Essa já entrou para o terreno das lendas urbanas e virtuais, e todo mundo imagina a loucura que ia ser: Cage (que sempre proclamou ser vidrado no Homem de Aço) vestindo capa e cuequinha vermelha, sob a batuta de ninguém menos que Tim Burton. Testes de figurino e elenco foram realizados, fotos disso tudo já foram espalhadas por anos na internet, bem como rascunhos do roteiro original. Só que não vingou, era 1997 e a Warner Bros ficou com medo de embarcar em uma nova releitura do herói, depois do fiasco da última aventura lançada nos cinemas, ainda com Christopher Reeve (Superman IV, 1987). Estavam também numa fase de apostar mais no Batman, após o sucesso da série cinematográfica do morcegão que o próprio Burton havia iniciado em 1989. O mais amargo de tudo isso é que Cage lamentou o fracasso da inciativa, ficou na vontade, e ainda teria o desgosto de ver uma versão malfeita sua, dessa tentativa de filme, produzida em CGI tosco, em uma das mais constrangedoras cenas do malfadado filme do Flash, lançado recentemente, em 2023.




O Superman de Nicholas Cage em dois momentos: acima, nos testes de tela e figurinos originalmente feitos em 1997. A seguir, a deprimente e tosca reprodução em CGI, para o filme The Flash (2023)

## O QUE FAZER:
[a] Por favor, traduza para o inglês esta frase do trecho sobre o Superman de Cage: "Testes de figurino e elenco foram realizados, fotos disso tudo já foram espalhadas por anos na internet, bem como rascunhos do roteiro original."
[b] Liste, sem repetir e na ordem em que aparecem, todos os anos mencionados no trecho sobre o Superman de Cage.

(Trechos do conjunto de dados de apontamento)

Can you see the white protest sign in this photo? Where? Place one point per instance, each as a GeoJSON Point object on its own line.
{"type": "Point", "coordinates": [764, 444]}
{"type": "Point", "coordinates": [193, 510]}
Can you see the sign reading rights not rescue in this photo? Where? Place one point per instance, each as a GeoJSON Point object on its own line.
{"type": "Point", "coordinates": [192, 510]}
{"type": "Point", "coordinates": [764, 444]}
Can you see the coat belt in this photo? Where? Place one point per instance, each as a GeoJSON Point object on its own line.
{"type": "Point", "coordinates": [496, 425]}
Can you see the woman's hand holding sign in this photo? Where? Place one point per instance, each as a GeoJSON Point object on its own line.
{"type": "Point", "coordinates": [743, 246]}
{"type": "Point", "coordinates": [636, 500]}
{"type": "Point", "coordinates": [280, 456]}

## RESPOSTAS EM ORDEM:
[a] Costume and casting tests were carried out, photos of all of it have been circulating on the internet for years, as well as drafts of the original script.

[b] 1997, 1987, 1989, 2023